====== EXTRAIT DE PAGE

Aux confins du soleil de Bertrand Leclair


Bertrand Leclair, Aux confins du soleil, éd. Mercure de France, 6 février 2020, 200 pages.

Voilà un roman historique qui n’en est pas vraiment un, et un récit de fascination qui tourne à l’enquête fiévreuse comme dans une enquête policière. Un roman étonnant et érudit, qu’on ne peut, décidément, pas classer dans une catégorie définie.

Nous sommes à la fois à Paris au XXIème siècle, et aux côtés de Jean-Baptiste Tavernier lors de son dernier voyage dans les années 1687-1689. Nous lisons deux aventures en même temps, contées par un narrateur à qui l’on a confié la tâche de lire le cahier écrit par le tout jeune secrétaire de Tavernier, et d’en rédiger une sorte de présentation. Jean-Baptiste Tavernier était un voyageur, et au XVIIème siècle, cette dénomination tient tout autant de l’aventure que du négoce. Principalement tourné vers l’Orient, Tavernier commerce avec les Indes pour le compte des grands du temps, parmi lesquels Louis XIV. On lui doit des récits de voyage sur Java, le Japon, les mines de Golconde… Tavernier était protestant, et la révocation de l’édit de Nantes le met en mauvaise posture. A plus de quatre-vingts ans il entreprend un dernier voyage, quelque peu mystérieux quant à ses finalités. Il meurt à Moscou. Voilà pour l’Histoire. L’histoire du roman de Bertrand Leclair met au centre de l’action le petit secrétaire de Tavernier, Melchior Soubeyran. Le cahier que l’on confie au narrateur soulève quelques interrogations : au fil des pages, l’écriture se modifie et la graphie devient chaotique. Du récit calligraphié, suivant parfaitement les lignes tracées sur le papier, on passe au fil des mois à des ratures, des lignes brisées. Comme si le fond et la forme s’épousaient, les délires de Tavernier rapportés par le petit scribe semblant s’inscrire dans la folie et dans le papier même. Qu’y a-t-il sous les ratures ? Quelle fièvre est en marche ? Le narrateur s’ingénie à déchiffrer  tout cela, fébrilement.

Ce narrateur du XXIème siècle, littéraire désargenté vivant plus ou moins de la générosité d’Edouard – le libraire d’ancien qui lui confie le cahier de Melchior – est emporté par sa lecture. Sans doute s’identifie-t-il au jeune garçon embarqué, lui, dans le dernier voyage de son maître, dépassé par ce qu’il découvre, comprend, imagine et-ou invente. Et d’ailleurs, ce cahier, existe-t-il ? Et nous autres, lecteurs, que sommes-nous en train de lire, véritablement ? La résolution a lieu au café de Flore, ce lieu hanté par les écrivains.

On peut songer, en lisant Aux confins du soleil – toutes proportions gardées – à Là où les tigres sont chez eux de Jean-Marie Blas de Roblès. La mise en parallèle de deux aventures par-delà les siècles, et le dessillement du narrateur-lecteur candide.

Aux confins du soleil est un roman qui tend vers l’hallucination, qui nous fait (re)découvrir la figure historique de Jean-Baptiste Tavernier et nous plonge dans les circonvolutions de la vérité d’un texte.

============
====== DONNÉES FOURNIES

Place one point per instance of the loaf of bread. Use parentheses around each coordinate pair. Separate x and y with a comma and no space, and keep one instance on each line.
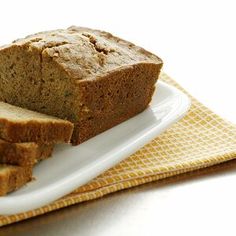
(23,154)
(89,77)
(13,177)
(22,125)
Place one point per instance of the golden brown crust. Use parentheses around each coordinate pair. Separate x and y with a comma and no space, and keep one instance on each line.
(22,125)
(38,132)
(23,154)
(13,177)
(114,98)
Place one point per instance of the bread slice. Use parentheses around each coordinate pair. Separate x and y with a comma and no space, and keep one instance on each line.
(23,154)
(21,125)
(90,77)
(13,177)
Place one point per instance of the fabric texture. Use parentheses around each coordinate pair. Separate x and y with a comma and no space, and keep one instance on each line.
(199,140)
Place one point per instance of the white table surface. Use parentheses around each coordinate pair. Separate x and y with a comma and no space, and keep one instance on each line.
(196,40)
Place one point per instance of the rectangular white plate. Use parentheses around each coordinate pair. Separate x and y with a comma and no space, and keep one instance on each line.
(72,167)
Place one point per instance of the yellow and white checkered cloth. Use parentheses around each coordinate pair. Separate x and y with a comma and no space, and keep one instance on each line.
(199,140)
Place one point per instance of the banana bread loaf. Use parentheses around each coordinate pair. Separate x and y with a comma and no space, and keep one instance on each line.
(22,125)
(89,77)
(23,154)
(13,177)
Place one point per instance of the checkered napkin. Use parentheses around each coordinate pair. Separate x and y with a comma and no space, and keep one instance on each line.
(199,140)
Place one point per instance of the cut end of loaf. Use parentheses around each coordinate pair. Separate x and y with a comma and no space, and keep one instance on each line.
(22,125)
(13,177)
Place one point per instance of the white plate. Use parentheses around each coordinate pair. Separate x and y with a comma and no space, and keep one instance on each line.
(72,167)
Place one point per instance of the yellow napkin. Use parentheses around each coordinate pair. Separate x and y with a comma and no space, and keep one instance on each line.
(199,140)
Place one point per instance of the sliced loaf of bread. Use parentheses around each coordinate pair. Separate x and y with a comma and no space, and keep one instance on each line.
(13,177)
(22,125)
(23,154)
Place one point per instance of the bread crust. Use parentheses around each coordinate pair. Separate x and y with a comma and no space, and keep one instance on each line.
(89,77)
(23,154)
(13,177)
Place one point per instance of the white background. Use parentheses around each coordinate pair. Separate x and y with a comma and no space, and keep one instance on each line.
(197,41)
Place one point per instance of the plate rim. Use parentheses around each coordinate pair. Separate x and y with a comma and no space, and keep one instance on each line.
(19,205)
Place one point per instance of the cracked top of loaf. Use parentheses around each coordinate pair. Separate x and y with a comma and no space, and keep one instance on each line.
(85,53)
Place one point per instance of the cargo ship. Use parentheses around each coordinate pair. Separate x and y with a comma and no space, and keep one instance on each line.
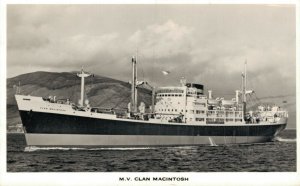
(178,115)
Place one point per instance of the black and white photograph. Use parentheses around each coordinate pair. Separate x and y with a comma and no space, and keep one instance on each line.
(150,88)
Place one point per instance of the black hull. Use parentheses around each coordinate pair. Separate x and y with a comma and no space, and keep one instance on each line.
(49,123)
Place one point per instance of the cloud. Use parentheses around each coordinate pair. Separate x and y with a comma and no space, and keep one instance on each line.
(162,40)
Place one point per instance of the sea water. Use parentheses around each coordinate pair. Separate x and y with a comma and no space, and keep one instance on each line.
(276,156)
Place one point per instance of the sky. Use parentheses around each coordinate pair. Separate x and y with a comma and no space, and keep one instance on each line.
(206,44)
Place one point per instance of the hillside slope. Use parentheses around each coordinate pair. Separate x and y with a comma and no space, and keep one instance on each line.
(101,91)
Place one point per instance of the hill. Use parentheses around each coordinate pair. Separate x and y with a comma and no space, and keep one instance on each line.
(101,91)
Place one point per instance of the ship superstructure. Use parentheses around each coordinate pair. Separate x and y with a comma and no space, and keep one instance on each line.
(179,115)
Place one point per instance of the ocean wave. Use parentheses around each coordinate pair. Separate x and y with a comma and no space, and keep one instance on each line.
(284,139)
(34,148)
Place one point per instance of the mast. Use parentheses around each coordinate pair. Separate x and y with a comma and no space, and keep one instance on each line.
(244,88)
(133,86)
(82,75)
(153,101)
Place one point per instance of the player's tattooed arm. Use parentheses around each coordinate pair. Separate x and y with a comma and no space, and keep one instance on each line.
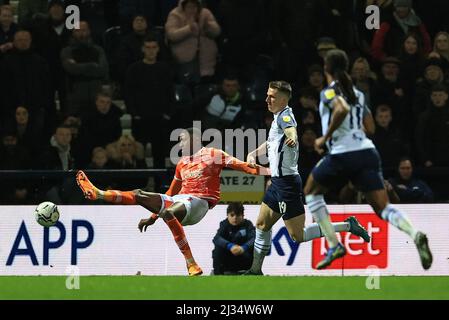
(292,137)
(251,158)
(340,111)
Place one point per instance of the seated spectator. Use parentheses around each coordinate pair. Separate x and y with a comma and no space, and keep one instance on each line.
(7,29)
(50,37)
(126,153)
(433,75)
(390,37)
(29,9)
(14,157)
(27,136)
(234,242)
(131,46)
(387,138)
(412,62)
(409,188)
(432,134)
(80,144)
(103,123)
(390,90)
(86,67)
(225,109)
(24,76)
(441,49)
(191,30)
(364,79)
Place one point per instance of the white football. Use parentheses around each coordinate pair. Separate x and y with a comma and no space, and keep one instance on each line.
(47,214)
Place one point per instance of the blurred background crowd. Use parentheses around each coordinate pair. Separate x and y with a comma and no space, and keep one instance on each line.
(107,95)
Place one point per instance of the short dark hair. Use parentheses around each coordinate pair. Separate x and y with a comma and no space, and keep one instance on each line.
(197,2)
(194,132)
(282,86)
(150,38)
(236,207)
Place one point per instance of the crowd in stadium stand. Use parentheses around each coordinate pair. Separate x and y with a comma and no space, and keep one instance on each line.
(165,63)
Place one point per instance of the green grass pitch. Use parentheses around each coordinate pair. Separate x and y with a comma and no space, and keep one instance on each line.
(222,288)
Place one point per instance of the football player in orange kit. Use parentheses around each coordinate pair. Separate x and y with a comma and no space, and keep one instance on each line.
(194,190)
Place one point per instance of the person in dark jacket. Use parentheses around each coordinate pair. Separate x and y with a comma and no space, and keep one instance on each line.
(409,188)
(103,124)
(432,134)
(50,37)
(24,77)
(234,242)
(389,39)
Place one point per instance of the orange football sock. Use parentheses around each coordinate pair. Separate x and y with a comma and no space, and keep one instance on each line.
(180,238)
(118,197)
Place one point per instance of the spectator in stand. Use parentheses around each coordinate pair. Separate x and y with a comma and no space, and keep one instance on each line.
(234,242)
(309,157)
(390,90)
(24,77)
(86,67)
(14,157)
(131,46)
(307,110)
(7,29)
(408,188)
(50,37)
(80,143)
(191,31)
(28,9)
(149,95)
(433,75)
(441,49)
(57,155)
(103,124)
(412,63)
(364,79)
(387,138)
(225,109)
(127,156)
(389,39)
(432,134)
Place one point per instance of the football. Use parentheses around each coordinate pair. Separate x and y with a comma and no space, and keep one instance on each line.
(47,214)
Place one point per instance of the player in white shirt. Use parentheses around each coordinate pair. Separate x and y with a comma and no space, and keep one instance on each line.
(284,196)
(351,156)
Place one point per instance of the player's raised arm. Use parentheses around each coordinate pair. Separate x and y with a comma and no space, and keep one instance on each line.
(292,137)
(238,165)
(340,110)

============

→ **L'EXERCICE**: Recopiez mot pour mot le passage de la critique du roman Aux confins du soleil qui commence par les mots « On peut songer, en » et s'achève sur « vérité d’un texte. ».

→ **RÉPONSE ATTENDUE**:
On peut songer, en lisant Aux confins du soleil – toutes proportions gardées – à Là où les tigres sont chez eux de Jean-Marie Blas de Roblès. La mise en parallèle de deux aventures par-delà les siècles, et le dessillement du narrateur-lecteur candide.

Aux confins du soleil est un roman qui tend vers l’hallucination, qui nous fait (re)découvrir la figure historique de Jean-Baptiste Tavernier et nous plonge dans les circonvolutions de la vérité d’un texte.